→ ACTIONS TO TAKE:
**A.** Explain in one to three sentences why the pharmacist and intern created the survey, as the acetaminophen study text states it.
**B.** Turn the paragraph of the acetaminophen study text that begins "Participants were randomly selected" into a short bulleted list that keeps its main facts.
**C.** Copy out the acetaminophen study text starting with "With acetaminophen in" and going on through "accidental acetaminophen overdose.", putting "pharmacy" in place of "setting".

→ STUDY TEXT:
BEGIN

A resourceful community pharmacist and his PG intern take stock of their patients' knowledge and come up with some dismaying data.
Martin’s Pharmacy, DuBois, Penn., is a rural grocery-store pharmacy, part of a chain of stores in the New England and Mid-Atlantic states. As a summer intern project, we conducted a small, (n=50) community-pharmacy-based study to assess patient awareness of acetaminophen.
Pharmacy intern Emily Smith surveyed the randomly selected participants and created an educational brochure to give to participants who completed the survey. Designed to help patients identify products containing acetaminophen, the brochure emphasized
the importance of consultation with their pharmacist to ensure safe and proper use of acetaminophen. Upon completion of the project, Emily also formally presented our study findings at a corporate meeting.
We created the survey because we saw an unmet need. After an extensive literature search, we found no similar studies conducted at the level of community pharmacy.
With acetaminophen in such extensive use and related poisonings frequent, we wanted to do what we could in our setting to minimize the potential for accidental acetaminophen overdose.
Acetaminophen is the most commonly used analgesic in the United States, with an estimated 25+ billion doses consumed annually. While it is well established that acetaminophen is safe in therapeutic doses, acetaminophen overdose remains the most common type of poisoning in the world, with significant morbidity and mortality resulting from its hepatotoxicity.
Accidental overdose most often results from unknowing simultaneous administration of two or more acetaminophen-containing products and/or improper dosing, as well as unsupervised ingestion by young children.
Participants were randomly selected at the pharmacy counter and assessed by questionnaire. The 12-question survey sought to assess patients’ ability to identify acetaminophen on OTC and prescription labels, to follow conventional dosing instructions, to identify products that have the same active ingredient as Tylenol, and to determine when acetaminophen use is or is not appropriate.
The results of the survey raised significant concerns. Only 42% of the respondents could name the active ingredient in the OTC medication(s) they took regularly. Among respondents, 34% failed to recognize acetaminophen as synonymous with Tylenol, while 24% mistakenly identified other common OTC active ingredients as synonymous with Tylenol. Alarmingly, only 42% of participants correctly identified the maximum daily dose as 4,000 mg. Most alarmingly, most of the respondents (70%) failed to recognize the widely used APAP abbreviation as synonymous with Tylenol and/or acetaminophen on images of actual pharmacy labels. Not surprisingly, among the 42% of respondents who knew the name of their OTC medication, we discovered that at least one was overdosing by concurrently taking a prescription product with the APAP abbreviation on the label.

END

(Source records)
BEGIN

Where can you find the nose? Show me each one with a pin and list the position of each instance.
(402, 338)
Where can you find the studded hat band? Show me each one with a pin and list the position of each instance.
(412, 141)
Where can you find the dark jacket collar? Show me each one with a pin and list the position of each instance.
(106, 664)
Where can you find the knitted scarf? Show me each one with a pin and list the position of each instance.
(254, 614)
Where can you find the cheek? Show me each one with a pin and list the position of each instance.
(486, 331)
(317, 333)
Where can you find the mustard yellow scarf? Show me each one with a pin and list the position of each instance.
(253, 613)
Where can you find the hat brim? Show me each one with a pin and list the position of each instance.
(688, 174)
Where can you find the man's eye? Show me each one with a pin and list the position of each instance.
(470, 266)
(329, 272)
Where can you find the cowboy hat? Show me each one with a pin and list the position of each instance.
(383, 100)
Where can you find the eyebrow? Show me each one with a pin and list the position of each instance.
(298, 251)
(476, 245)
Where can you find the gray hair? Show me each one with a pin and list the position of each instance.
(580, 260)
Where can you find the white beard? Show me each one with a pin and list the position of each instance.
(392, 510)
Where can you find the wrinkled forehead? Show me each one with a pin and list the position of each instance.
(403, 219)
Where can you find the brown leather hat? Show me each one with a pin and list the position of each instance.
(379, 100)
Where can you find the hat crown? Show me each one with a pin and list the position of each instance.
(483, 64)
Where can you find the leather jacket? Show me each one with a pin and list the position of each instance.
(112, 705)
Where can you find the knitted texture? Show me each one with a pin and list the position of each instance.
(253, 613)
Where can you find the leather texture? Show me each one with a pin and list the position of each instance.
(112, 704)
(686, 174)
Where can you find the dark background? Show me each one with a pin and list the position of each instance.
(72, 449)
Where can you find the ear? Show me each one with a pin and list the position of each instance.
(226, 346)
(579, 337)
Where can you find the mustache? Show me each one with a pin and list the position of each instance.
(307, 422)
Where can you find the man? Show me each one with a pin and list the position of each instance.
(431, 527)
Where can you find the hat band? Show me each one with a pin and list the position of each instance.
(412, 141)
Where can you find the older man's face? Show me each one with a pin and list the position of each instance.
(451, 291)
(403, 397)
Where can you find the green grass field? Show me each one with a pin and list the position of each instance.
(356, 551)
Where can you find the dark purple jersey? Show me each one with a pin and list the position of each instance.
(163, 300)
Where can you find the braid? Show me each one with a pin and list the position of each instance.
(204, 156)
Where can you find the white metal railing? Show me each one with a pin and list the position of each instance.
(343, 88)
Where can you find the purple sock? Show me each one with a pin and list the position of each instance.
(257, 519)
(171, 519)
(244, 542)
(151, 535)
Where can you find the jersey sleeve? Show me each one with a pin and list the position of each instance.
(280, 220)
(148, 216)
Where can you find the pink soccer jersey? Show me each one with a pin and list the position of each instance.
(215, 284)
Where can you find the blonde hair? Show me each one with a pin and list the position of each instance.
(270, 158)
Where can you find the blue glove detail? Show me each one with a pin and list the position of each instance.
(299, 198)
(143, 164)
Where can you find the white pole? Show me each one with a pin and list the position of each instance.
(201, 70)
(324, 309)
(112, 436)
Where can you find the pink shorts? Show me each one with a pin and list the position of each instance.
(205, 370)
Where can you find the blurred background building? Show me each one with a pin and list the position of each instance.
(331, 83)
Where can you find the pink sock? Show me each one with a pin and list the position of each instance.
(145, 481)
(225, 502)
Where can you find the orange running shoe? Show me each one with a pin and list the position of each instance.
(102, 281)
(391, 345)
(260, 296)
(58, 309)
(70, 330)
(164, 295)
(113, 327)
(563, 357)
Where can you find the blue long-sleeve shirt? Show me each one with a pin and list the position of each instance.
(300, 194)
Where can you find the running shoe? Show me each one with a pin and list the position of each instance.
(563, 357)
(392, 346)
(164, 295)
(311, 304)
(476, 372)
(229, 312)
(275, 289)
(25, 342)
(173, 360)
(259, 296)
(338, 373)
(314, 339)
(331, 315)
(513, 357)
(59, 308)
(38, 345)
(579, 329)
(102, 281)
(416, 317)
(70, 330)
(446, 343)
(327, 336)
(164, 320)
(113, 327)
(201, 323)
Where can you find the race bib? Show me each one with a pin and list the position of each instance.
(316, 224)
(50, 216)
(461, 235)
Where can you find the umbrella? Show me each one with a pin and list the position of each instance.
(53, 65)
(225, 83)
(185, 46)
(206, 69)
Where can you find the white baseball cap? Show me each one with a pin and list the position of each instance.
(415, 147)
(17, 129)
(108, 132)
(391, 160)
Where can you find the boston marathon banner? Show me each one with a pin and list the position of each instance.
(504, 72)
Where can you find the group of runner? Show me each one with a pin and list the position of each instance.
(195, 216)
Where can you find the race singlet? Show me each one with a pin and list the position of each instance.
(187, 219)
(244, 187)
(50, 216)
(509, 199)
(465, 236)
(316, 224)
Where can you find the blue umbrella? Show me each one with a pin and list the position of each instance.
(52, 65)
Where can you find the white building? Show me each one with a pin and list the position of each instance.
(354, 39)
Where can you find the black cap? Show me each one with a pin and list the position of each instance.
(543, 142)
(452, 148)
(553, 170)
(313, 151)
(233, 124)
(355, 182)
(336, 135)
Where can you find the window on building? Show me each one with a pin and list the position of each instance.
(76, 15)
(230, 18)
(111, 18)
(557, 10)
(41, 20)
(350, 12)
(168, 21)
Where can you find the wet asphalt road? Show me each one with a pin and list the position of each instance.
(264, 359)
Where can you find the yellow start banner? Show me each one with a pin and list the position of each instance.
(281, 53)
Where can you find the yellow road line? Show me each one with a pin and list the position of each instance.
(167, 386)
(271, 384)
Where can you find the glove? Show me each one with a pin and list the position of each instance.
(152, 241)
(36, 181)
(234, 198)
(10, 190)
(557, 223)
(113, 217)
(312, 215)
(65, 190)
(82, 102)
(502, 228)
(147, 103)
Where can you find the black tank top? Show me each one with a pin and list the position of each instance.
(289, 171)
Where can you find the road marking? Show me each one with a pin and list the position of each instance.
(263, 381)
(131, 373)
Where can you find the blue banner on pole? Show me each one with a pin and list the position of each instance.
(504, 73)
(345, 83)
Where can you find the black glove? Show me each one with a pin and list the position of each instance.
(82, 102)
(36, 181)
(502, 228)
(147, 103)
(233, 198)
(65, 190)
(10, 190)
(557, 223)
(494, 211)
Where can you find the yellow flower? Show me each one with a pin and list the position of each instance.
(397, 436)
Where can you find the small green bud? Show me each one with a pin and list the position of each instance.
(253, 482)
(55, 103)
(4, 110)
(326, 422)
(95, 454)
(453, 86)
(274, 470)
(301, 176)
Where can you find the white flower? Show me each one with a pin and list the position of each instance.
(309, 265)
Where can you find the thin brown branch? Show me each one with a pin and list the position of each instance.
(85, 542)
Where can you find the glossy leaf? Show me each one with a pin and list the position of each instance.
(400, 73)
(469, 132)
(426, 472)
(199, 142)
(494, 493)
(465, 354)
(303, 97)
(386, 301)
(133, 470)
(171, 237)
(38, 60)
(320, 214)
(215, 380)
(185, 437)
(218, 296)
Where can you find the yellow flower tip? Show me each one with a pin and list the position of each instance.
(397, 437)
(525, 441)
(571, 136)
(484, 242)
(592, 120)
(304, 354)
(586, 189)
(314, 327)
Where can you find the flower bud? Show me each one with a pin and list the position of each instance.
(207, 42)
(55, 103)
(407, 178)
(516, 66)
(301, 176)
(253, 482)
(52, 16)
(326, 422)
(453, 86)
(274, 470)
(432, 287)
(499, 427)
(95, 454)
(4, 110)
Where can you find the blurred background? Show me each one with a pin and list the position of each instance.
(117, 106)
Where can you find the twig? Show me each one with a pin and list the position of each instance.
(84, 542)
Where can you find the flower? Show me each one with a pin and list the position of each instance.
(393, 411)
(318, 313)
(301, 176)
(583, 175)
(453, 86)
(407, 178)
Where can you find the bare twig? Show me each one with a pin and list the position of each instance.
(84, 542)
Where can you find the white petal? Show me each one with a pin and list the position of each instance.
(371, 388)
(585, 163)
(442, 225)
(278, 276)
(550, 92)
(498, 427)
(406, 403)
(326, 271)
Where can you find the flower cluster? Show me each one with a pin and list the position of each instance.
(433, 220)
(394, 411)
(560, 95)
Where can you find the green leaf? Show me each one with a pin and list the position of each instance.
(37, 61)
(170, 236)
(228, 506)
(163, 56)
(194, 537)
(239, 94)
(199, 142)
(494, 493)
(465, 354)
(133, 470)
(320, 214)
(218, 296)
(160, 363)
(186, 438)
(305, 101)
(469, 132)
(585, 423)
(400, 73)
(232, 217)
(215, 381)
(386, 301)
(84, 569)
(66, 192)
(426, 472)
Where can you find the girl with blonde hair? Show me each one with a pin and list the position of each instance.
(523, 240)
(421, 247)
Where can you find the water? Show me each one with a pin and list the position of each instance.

END

→ OUTPUTS FOR THE TASKS:
**A.** They saw an unmet need: an extensive literature search found no similar studies conducted at the level of community pharmacy. Because acetaminophen is so widely used and related poisonings are frequent, they wanted to do what they could in their setting to minimize the potential for accidental acetaminophen overdose.

**B.**
- Participants were chosen at random at the pharmacy counter and assessed with a questionnaire.
- The survey had 12 questions.
- It tested whether patients could identify acetaminophen on OTC and prescription labels.
- It tested whether they could follow conventional dosing instructions.
- It tested whether they could identify products with the same active ingredient as Tylenol.
- It tested whether they could determine when acetaminophen use is or is not appropriate.

**C.**
With acetaminophen in such extensive use and related poisonings frequent, we wanted to do what we could in our pharmacy to minimize the potential for accidental acetaminophen overdose.